List each line of the listing below that contains the word "water".

—————

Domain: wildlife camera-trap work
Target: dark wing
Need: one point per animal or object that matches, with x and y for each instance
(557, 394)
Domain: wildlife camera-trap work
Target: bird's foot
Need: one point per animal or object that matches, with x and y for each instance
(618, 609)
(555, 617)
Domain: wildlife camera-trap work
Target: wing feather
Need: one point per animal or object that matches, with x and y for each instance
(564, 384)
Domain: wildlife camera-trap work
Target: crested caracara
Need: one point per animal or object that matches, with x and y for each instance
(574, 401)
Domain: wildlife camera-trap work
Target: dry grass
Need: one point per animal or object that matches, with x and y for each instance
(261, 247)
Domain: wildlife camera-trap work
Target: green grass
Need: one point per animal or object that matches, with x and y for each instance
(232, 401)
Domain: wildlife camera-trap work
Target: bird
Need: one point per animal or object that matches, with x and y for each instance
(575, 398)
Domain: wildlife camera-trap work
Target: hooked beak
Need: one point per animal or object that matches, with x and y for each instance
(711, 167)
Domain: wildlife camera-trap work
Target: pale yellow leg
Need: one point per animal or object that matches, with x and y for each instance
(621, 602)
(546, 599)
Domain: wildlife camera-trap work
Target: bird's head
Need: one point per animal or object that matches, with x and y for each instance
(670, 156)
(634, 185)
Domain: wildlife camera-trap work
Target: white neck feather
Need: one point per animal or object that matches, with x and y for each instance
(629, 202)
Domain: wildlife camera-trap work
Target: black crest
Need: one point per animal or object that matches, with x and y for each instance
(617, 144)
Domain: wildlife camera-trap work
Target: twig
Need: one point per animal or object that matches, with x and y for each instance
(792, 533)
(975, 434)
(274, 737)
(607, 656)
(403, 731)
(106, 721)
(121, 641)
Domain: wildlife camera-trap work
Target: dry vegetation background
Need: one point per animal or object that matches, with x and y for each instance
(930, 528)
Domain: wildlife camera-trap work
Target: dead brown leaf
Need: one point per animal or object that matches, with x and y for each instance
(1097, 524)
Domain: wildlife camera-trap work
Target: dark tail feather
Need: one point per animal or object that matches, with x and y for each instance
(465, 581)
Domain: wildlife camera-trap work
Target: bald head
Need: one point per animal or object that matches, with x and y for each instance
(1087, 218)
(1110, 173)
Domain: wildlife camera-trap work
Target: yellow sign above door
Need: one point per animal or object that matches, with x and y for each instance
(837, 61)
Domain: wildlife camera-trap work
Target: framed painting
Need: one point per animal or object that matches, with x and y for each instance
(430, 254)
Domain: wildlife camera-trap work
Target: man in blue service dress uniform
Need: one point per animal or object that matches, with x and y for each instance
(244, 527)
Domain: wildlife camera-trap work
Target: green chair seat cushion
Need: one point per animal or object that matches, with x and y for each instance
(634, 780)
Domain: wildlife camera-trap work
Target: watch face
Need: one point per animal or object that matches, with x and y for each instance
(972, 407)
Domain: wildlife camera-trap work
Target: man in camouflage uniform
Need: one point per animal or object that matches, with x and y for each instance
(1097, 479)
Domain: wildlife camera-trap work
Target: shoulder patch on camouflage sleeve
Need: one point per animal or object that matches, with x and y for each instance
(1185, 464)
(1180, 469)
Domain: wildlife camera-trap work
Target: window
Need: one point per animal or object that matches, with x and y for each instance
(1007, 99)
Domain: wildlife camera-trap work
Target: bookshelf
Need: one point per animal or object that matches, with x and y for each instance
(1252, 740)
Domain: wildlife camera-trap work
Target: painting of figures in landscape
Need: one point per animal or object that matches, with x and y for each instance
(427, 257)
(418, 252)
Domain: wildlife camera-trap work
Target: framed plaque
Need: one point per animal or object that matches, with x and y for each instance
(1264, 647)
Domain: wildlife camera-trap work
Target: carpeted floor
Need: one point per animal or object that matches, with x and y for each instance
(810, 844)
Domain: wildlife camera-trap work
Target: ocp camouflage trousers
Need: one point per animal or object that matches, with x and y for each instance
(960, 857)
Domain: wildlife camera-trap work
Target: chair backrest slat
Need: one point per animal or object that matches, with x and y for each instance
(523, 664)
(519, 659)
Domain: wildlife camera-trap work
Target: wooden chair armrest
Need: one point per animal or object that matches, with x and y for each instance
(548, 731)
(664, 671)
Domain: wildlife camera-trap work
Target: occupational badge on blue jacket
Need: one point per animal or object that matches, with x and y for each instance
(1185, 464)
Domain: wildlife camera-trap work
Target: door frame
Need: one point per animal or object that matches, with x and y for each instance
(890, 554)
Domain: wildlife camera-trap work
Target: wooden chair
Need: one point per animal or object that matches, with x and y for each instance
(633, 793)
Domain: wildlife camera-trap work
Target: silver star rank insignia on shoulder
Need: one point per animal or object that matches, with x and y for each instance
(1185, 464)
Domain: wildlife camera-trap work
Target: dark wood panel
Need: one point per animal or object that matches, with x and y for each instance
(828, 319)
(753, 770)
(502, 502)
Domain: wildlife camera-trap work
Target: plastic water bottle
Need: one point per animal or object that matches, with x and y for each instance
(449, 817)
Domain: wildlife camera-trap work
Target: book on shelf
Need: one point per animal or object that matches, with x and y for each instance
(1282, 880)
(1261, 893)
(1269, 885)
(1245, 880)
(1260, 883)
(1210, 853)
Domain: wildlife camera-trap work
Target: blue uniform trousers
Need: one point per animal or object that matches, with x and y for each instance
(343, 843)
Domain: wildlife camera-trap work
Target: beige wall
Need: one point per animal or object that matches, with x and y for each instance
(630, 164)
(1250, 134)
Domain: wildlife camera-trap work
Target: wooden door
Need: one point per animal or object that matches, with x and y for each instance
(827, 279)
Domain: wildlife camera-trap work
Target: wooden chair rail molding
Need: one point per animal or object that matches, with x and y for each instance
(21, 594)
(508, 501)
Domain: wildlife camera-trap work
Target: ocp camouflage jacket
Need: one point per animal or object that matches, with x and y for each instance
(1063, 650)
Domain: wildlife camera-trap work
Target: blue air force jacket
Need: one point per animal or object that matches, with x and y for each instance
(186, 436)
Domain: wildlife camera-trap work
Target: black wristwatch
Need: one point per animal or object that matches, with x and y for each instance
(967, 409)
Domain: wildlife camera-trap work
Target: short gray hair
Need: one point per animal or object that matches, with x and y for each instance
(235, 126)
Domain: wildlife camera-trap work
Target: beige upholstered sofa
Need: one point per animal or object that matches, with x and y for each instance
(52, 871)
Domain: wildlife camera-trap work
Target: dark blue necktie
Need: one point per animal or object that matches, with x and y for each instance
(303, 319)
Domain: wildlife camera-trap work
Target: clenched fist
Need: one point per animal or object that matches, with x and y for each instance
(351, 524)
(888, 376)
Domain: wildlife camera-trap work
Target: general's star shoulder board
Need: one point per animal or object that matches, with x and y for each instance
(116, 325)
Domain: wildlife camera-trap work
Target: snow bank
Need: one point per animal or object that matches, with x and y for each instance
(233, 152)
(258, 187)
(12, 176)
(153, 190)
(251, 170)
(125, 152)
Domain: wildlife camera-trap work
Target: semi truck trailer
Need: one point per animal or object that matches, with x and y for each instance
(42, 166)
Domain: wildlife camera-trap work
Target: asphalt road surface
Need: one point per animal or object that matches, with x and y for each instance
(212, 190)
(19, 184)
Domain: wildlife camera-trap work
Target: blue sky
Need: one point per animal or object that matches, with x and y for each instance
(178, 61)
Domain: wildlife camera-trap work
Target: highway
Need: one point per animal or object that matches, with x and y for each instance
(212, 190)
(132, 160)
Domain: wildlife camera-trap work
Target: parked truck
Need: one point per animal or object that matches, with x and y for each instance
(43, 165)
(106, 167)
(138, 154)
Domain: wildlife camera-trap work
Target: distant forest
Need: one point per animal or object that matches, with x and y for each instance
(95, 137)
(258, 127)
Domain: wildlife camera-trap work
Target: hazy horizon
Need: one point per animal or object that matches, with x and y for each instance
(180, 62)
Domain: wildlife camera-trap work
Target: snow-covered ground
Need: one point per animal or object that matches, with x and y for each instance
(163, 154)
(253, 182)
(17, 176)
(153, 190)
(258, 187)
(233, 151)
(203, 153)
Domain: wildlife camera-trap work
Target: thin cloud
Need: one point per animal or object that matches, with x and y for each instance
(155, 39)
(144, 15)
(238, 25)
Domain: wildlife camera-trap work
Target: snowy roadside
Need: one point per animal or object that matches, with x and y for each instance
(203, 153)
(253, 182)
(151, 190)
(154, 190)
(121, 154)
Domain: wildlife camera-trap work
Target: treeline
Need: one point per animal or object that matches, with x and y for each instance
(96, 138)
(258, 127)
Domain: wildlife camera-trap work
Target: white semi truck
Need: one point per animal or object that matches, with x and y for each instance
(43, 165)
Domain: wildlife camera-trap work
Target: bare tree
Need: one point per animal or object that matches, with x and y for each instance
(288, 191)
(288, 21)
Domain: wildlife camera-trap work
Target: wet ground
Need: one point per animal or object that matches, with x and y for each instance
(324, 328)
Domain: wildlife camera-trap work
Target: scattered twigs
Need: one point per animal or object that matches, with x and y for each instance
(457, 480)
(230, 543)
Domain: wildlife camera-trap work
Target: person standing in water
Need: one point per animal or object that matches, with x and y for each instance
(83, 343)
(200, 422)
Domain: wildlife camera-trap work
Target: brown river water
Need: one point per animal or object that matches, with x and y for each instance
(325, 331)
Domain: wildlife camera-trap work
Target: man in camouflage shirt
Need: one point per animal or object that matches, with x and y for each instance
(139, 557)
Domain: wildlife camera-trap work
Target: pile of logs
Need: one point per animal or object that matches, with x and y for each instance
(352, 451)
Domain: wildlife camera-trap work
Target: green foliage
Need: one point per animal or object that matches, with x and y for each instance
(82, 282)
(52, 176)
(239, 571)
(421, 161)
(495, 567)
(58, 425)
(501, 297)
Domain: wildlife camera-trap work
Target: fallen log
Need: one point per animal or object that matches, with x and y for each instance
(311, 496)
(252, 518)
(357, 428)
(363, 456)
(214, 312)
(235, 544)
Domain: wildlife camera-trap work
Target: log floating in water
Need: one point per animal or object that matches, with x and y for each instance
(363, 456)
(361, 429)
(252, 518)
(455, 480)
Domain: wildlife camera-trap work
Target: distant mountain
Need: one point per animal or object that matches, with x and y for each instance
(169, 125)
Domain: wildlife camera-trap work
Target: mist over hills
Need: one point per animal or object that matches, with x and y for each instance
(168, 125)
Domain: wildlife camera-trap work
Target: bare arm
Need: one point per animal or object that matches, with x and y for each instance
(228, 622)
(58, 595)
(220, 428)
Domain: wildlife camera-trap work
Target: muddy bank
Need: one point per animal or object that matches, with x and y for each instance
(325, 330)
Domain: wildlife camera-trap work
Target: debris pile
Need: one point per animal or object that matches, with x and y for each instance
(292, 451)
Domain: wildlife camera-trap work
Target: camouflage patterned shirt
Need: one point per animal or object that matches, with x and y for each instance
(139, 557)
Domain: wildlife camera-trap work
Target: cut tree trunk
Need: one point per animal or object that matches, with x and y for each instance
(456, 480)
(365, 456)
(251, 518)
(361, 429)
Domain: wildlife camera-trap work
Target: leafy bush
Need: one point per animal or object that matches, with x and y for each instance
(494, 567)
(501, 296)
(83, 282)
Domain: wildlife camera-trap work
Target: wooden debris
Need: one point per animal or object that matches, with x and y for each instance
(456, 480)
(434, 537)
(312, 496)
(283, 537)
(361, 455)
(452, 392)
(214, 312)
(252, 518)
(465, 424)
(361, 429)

—————

**RESPONSE TO THIS TASK**
Target: plastic water bottle
Target: person standing in water
Target: brown river water
Target: log floating in water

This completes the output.